Start of RECORDS SUPPLIED

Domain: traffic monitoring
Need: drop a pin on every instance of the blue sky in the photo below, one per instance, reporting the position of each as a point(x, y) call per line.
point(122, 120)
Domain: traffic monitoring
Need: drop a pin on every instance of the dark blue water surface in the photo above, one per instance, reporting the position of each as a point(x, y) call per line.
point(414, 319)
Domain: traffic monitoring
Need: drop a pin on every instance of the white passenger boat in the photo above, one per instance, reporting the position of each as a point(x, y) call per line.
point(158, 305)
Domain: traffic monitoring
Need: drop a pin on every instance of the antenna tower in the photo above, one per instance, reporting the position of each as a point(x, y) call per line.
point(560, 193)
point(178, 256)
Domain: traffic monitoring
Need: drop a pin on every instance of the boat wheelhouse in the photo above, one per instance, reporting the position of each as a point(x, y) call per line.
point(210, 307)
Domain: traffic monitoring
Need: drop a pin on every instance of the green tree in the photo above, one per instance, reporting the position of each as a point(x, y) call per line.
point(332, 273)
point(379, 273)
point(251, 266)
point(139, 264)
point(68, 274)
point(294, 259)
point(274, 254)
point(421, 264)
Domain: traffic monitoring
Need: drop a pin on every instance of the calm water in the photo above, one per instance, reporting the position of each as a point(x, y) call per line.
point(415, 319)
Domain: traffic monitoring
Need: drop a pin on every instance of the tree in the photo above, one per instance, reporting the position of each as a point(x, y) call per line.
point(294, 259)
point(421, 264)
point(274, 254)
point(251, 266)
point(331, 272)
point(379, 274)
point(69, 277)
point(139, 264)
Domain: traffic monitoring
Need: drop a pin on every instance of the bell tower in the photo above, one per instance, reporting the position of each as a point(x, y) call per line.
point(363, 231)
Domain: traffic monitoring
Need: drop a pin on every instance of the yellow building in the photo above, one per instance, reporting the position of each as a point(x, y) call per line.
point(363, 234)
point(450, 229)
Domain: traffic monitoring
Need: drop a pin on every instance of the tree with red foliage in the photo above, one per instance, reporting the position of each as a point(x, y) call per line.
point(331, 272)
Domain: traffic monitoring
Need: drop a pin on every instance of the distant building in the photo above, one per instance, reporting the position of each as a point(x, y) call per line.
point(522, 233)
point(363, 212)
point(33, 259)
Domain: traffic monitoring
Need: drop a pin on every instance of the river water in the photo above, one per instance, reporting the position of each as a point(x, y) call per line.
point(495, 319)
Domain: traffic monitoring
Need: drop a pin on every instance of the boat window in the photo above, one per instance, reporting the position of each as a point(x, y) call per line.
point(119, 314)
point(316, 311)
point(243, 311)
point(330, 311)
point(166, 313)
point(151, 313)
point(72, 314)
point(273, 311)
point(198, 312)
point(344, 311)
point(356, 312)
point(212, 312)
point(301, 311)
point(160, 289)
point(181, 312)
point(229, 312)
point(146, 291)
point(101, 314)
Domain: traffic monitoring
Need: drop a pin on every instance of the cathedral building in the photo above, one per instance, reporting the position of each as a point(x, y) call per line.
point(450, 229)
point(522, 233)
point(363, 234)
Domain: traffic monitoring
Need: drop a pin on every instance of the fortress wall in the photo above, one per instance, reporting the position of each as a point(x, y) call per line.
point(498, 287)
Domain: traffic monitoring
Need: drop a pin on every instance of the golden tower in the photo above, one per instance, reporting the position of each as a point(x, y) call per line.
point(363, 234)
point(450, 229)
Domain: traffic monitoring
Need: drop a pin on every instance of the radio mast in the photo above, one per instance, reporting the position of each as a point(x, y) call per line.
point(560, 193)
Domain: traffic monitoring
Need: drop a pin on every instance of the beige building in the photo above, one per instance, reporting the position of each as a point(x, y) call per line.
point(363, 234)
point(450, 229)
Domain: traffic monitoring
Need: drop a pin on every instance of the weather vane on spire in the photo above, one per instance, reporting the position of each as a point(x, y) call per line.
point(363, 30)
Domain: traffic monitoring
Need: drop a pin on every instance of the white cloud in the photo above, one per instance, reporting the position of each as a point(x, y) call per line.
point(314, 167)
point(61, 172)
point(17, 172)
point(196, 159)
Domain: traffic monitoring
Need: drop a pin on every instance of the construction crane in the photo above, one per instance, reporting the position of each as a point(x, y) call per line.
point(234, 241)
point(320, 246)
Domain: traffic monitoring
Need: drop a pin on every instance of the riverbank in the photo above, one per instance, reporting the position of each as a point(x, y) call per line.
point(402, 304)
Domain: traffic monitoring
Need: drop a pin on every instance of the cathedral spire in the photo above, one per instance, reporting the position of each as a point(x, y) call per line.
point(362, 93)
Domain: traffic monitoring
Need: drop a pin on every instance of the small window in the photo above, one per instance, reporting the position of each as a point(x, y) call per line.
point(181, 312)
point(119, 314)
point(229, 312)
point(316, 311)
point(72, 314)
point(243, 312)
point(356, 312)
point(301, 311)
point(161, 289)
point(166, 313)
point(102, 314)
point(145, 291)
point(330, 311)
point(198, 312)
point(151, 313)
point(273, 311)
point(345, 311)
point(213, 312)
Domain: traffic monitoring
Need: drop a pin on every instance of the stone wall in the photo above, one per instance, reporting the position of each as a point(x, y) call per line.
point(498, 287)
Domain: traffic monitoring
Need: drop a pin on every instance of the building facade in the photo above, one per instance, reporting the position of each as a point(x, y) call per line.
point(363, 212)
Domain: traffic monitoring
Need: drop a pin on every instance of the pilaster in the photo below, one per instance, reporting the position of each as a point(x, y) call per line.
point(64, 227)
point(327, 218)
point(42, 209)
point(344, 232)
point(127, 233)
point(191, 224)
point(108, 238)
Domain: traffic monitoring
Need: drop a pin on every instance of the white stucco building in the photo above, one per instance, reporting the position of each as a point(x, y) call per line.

End of RECORDS SUPPLIED

**AIM OF THE EXERCISE**
Lines are to be repeated exactly from the one that contains "Need: drop a pin on every instance of the building" through the last line of the listing, with both ends kept and no others added.

**ANSWER SPACE**
Need: drop a pin on every instance of the building facade in the photo above, one per instance, reporting the position of each as a point(x, y) call per line.
point(363, 212)
Domain: traffic monitoring
Need: drop a pin on every instance of the pilaster in the photo below, one per instance, reporting the position of each as a point(x, y) call per line.
point(64, 227)
point(327, 218)
point(42, 209)
point(344, 232)
point(127, 233)
point(191, 224)
point(108, 238)
Domain: traffic monitoring
Need: drop a pin on every instance of the white stucco building in the photo above, one per instance, reporting the position of each as a point(x, y) call per line.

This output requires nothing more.